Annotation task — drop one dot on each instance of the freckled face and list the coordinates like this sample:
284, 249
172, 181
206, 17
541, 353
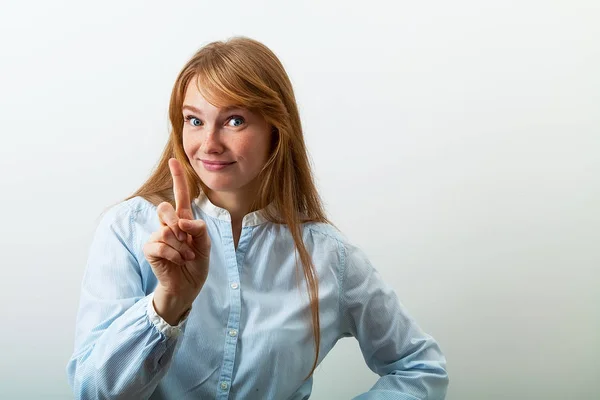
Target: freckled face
227, 147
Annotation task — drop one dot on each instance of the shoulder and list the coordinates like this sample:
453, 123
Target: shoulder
324, 231
124, 215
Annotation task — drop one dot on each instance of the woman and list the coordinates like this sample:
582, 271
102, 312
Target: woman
193, 287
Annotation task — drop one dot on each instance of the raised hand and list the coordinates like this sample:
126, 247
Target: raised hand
178, 252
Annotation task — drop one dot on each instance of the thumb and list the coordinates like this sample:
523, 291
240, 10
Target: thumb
197, 229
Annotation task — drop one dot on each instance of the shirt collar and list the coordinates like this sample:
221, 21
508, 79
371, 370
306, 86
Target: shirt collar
252, 219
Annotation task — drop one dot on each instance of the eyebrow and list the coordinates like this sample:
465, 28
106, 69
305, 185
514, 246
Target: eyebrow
198, 111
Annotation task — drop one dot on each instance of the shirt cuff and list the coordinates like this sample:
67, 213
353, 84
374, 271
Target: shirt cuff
163, 326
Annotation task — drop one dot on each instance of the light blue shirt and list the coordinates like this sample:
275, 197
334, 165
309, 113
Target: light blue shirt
249, 332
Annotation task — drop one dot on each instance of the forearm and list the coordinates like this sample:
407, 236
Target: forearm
126, 360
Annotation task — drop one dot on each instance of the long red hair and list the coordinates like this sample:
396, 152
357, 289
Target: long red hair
244, 72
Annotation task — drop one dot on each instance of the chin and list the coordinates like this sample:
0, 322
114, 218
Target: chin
219, 185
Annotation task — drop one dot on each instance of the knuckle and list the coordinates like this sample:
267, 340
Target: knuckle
165, 233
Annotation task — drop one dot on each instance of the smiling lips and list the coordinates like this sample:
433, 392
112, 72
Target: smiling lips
216, 165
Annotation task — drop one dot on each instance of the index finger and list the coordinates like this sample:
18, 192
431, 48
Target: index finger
180, 189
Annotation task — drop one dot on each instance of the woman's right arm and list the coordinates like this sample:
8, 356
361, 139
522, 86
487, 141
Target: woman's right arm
122, 347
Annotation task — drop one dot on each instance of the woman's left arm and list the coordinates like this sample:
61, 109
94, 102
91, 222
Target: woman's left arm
409, 361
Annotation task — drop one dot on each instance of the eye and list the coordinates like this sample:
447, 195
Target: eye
236, 121
193, 120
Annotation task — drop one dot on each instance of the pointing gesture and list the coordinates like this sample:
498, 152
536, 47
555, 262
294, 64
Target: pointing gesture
178, 252
180, 189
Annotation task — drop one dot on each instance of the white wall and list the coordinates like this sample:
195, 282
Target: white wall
458, 143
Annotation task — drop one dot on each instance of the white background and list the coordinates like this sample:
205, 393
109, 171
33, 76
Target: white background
458, 143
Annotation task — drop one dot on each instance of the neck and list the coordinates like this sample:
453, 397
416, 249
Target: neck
237, 204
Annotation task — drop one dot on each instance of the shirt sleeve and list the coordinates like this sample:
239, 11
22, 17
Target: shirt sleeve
409, 362
122, 347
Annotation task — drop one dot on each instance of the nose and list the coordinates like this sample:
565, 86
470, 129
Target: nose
212, 142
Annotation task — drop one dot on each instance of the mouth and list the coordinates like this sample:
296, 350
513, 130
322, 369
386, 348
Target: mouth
216, 165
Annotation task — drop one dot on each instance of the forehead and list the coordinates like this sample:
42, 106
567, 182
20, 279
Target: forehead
206, 98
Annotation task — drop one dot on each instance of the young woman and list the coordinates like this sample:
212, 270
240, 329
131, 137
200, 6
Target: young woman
221, 278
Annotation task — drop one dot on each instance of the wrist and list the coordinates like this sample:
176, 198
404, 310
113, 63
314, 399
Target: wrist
168, 307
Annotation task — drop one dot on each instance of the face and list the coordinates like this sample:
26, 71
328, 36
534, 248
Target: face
227, 147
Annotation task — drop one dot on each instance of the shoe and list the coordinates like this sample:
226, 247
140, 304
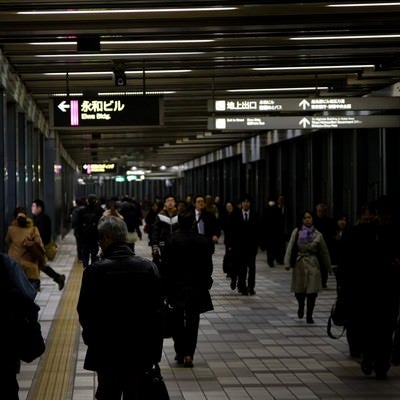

···

- Work item -
Only an exact copy of the records, free of images, belongs in the answer.

- Expected answer -
Annotation task — drop one dot on each instance of the freckled face and list the coordinates like this sample:
284, 249
172, 181
206, 17
541, 353
Target: freckled face
227, 147
Annotation task — drop one dot on each instance of the shoulder and list the coordinates like this sample:
453, 123
Target: shoulder
324, 231
124, 215
Annotation task — drop one dot on each instance of the woman and list the coordinates like this sample:
582, 271
102, 312
Target: woman
193, 287
Annotation task — drop one dot on each instance of the raised hand and list the coordinates like this sample:
126, 247
Target: raised hand
178, 252
Annotation task — drop one dot on each instance of the thumb and list the coordinates like this sample:
523, 291
240, 10
Target: thumb
197, 229
Annotation task — drop one dot on each instance of the shirt collar and list the coordinates like this sample:
221, 21
508, 79
371, 370
306, 86
Target: shirt collar
252, 219
Annotation task — drop one dot on each instance of the eyebrow and list the coordinates like this sample:
465, 28
106, 69
305, 185
514, 246
Target: eyebrow
198, 111
Annotation task — drop one dot on each instance of the shirt cuff and list the coordinates like this sample:
67, 213
353, 84
374, 271
Target: shirt cuff
163, 326
Annotation task — drop one dot on each instance of the light blue shirt and list the coordinates like this sample:
275, 197
334, 165
309, 113
Target: light blue shirt
249, 332
Annotation task — drop one dot on each instance of the forearm and list the coordinates like this sample:
407, 236
Target: forearm
126, 360
Annotation task — drop one dot on each instance of the long red hair and list the coordinates like this sample:
396, 152
357, 289
Target: long red hair
244, 72
Annotation task — drop one dot on each instance of the chin and list the coordinates like this sample:
0, 322
114, 218
Target: chin
219, 185
Annotation task — drop one dot on each instance of the knuckle and list the coordinates like this sample:
267, 340
Target: knuckle
165, 233
Annotation task — drop one dot on each instance of the smiling lips and list the coordinates like this sample:
433, 392
112, 72
Target: smiling lips
216, 165
Annotation task — drop one dot on each instance of the index finger and list the coordinates like this sample:
18, 192
431, 48
Target: index finger
180, 189
Annotation task — drop one dot on each instance of the woman's right arm and list the coordinates like this sample:
8, 356
361, 139
522, 86
487, 141
Target: woman's right arm
122, 347
Annotation task — drop one dot on each instance of the woman's left arm and list the coordinates like this sample:
61, 109
94, 102
91, 222
Target: woman's left arm
409, 361
Annotation task — drop one dot on each instance of the eye and list the coordinates like this sample:
447, 195
Target: eye
236, 121
193, 120
Annotation task — drop one dot on each instance of the pointing gesture and list the coordinates like this sample:
498, 152
536, 47
555, 262
294, 64
Target: pointing gesture
178, 252
180, 189
Annotation task — drop one dot on each instance of the white wall and list the coordinates like this sample:
195, 282
Target: white wall
458, 143
Annotation task — drop one dot on each instance of the white background and list the coordinates like this sample:
205, 393
109, 171
33, 76
Target: white background
458, 143
Annotation task — drop one dot on each instance of the neck and list the coordinates like this sample:
453, 397
416, 249
Target: neck
237, 204
Annotation task — drop one dot on each instance of the shirt sleeve and list the coordinates like this sample:
239, 11
22, 17
Target: shirt sleeve
409, 362
122, 347
Annotation task — drop one dot on each instance of the nose and list the coordinates like this sample:
565, 86
470, 129
Target: nose
212, 142
Annotation task — drop one dot on each instance of the mouth and list the coordinates like this sample:
296, 350
513, 130
322, 369
386, 348
Target: mouth
216, 165
Annotation task — drop one dot on each instance of the forehead and list the coordinates like this sample:
42, 106
567, 182
20, 279
Target: forehead
206, 98
Annotation task — drop one dot on each instance of the young woman and list the coordinates like this sample:
212, 270
240, 329
131, 137
200, 6
Target: young woman
221, 278
Annotation task — drop one dot on each instance of the wrist and list the coordinates like this sample:
176, 198
404, 310
113, 63
314, 399
Target: wrist
168, 307
Annotation task — drop one dot on each instance of the face and list the coordinates like this sample:
26, 71
328, 36
534, 248
Target: face
227, 147
Annotation task — drop one dot on each instance of the shoe and list the coordinates like this sample:
226, 247
140, 304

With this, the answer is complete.